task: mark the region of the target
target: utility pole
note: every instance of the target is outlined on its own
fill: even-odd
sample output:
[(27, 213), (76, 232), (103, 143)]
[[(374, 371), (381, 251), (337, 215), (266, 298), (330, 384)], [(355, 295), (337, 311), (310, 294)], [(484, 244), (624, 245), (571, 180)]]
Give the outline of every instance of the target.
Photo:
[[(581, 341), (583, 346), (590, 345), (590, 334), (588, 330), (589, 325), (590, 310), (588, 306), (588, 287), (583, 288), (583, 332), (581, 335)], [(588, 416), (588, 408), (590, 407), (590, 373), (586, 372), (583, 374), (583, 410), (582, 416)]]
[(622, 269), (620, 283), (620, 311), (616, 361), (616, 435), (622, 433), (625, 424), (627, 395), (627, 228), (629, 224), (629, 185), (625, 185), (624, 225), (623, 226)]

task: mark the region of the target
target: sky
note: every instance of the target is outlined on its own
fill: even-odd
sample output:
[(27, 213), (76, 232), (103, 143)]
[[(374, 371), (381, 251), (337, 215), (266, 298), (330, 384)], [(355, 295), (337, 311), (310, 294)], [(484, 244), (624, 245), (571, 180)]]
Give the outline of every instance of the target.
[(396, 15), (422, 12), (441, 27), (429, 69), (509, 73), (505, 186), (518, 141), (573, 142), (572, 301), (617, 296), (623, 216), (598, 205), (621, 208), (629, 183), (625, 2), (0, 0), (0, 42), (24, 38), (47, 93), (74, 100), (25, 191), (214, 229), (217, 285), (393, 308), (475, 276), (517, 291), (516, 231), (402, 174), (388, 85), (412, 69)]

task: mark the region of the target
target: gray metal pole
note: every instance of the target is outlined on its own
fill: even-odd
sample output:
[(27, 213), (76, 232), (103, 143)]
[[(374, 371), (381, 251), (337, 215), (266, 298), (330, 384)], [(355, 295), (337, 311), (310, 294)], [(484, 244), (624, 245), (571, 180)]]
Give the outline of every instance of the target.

== WHAT YOU NEED TO DO ==
Copy out all of the records above verbatim, leaving every line unchanged.

== SOLUTION ==
task: mark the region of the target
target: utility pole
note: every instance of the target is outlined on its own
fill: even-odd
sample output:
[(27, 213), (76, 232), (103, 143)]
[[(374, 371), (381, 251), (337, 215), (266, 298), (330, 384)], [(355, 295), (337, 311), (310, 294)], [(484, 244), (624, 245), (571, 180)]]
Give the outline of every instance of the target.
Photo:
[[(581, 341), (583, 346), (590, 345), (590, 334), (588, 330), (589, 325), (590, 310), (588, 306), (588, 287), (583, 288), (583, 332), (581, 335)], [(588, 416), (588, 408), (590, 407), (590, 373), (586, 372), (583, 374), (583, 410), (582, 416)]]
[(622, 269), (620, 283), (620, 311), (616, 361), (616, 435), (622, 433), (625, 424), (627, 395), (627, 228), (629, 224), (629, 185), (625, 185), (624, 225), (623, 226)]

task: mark the region of the target
target: sky
note: every instance of the target is outlined on its own
fill: even-odd
sample output:
[(27, 213), (76, 232), (103, 143)]
[[(374, 371), (381, 251), (337, 215), (266, 298), (330, 384)], [(355, 295), (337, 311), (310, 294)], [(484, 244), (624, 245), (571, 180)]]
Give the outline of every instance of the target.
[(396, 15), (422, 12), (441, 27), (429, 69), (509, 73), (505, 186), (518, 141), (573, 142), (572, 301), (617, 296), (623, 216), (598, 205), (621, 208), (629, 183), (625, 2), (0, 0), (0, 42), (24, 38), (47, 93), (74, 100), (25, 191), (214, 229), (217, 285), (393, 308), (475, 276), (517, 291), (516, 231), (402, 174), (388, 85), (412, 69)]

task: mark the region of the target
target: gray metal pole
note: every instance of the target is outlined on its own
fill: even-odd
sample output:
[(27, 213), (76, 232), (103, 143)]
[[(374, 371), (381, 251), (337, 215), (266, 298), (330, 384)], [(355, 295), (337, 311), (310, 294)], [(484, 244), (624, 245), (571, 180)]]
Give the outline of every instance of the target.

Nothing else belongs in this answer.